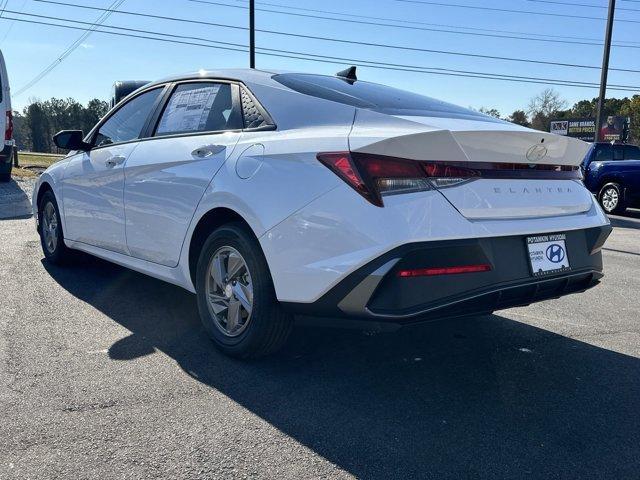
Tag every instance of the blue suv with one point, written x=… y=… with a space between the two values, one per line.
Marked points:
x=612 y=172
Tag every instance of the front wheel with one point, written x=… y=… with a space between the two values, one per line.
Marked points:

==

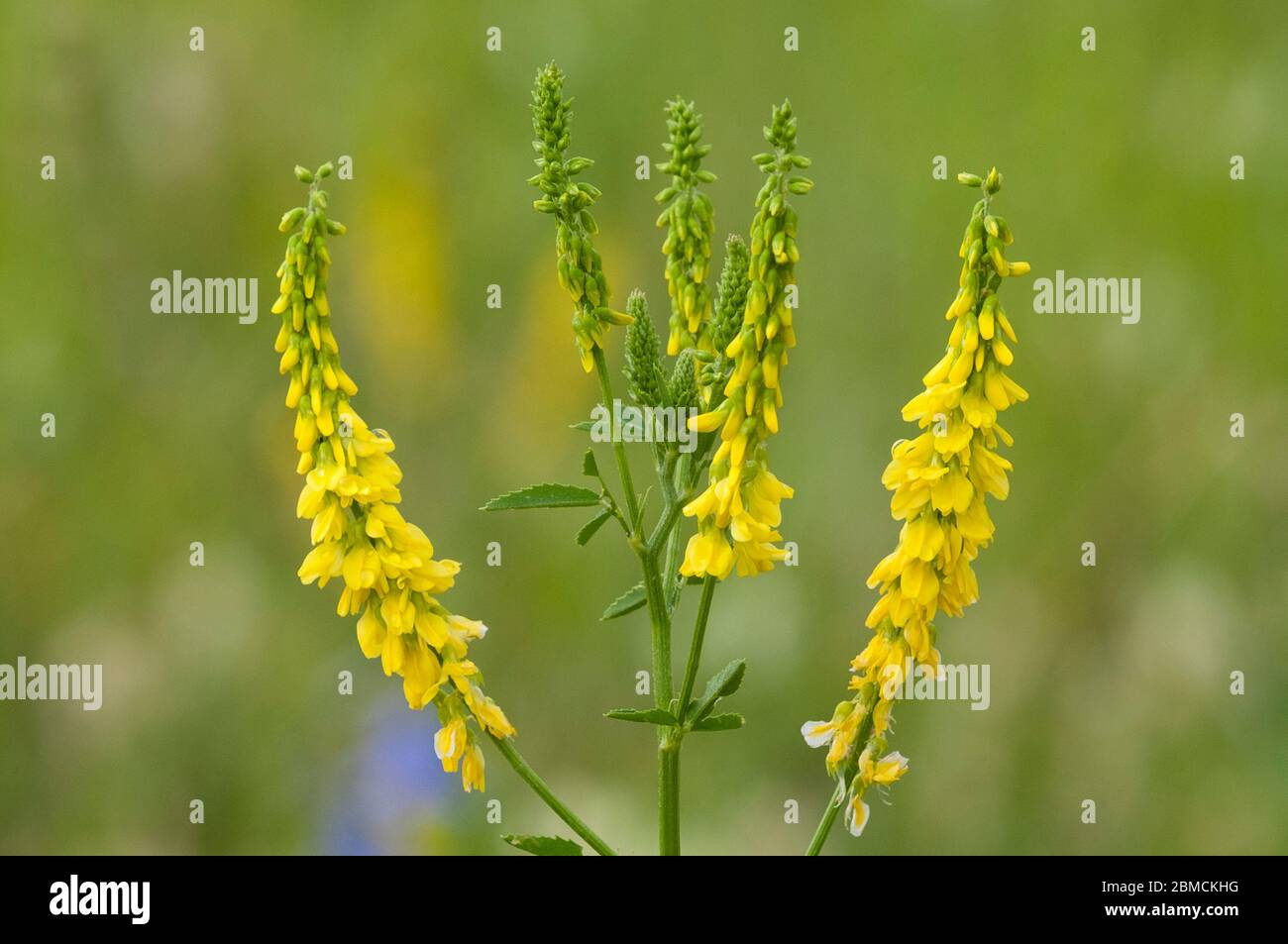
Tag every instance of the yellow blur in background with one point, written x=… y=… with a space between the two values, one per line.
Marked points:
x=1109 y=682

Problem statement:
Give again, word for word, the stretch of items from the line containing "Tag every instance of the blue" through the line containing "x=612 y=172", both of those lines included.

Worked solution:
Tag every instance of the blue suv with one point, written x=… y=… with a space between the two values, one per line.
Marked points:
x=612 y=172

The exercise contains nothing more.